*** Text extract ***

Skip to main content

The TopDownHockey Scraper

Project description

TopDownHockey EliteProspects Scraper

By Patrick Bacon, made possible by the work of Marcus Sjölin and Harry Shomer.


This is a package built for scraping two data sources:

  1. The NHL's Play-by-Play Reports, which come in the form of HTML/API reports from the NHL and JSON reports from ESPN.

  2. Elite Prospects, an extremely valuable website which makes hockey data for thousands of leagues available to the public.

This package is strictly built for end users who wish to scrape data for personal use. If you are interested in using Elite Prospects data for professional purposes, I recommend you look into the Elite Prospects API.

While using the scraper, please be mindful of EliteProspects servers.

*** Record set ***

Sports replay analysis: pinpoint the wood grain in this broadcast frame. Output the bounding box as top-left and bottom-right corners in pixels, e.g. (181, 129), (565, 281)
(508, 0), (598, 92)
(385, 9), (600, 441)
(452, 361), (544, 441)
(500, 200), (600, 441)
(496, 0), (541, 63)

***

# What is expected
Retype the whole TopDownHockey Scraper description word for word, with nothing changed. The records aren't needed for this.

# Solution to the problem
Skip to main content

The TopDownHockey Scraper

Project description

TopDownHockey EliteProspects Scraper

By Patrick Bacon, made possible by the work of Marcus Sjölin and Harry Shomer.


This is a package built for scraping two data sources:

  1. The NHL's Play-by-Play Reports, which come in the form of HTML/API reports from the NHL and JSON reports from ESPN.

  2. Elite Prospects, an extremely valuable website which makes hockey data for thousands of leagues available to the public.

This package is strictly built for end users who wish to scrape data for personal use. If you are interested in using Elite Prospects data for professional purposes, I recommend you look into the Elite Prospects API.

While using the scraper, please be mindful of EliteProspects servers.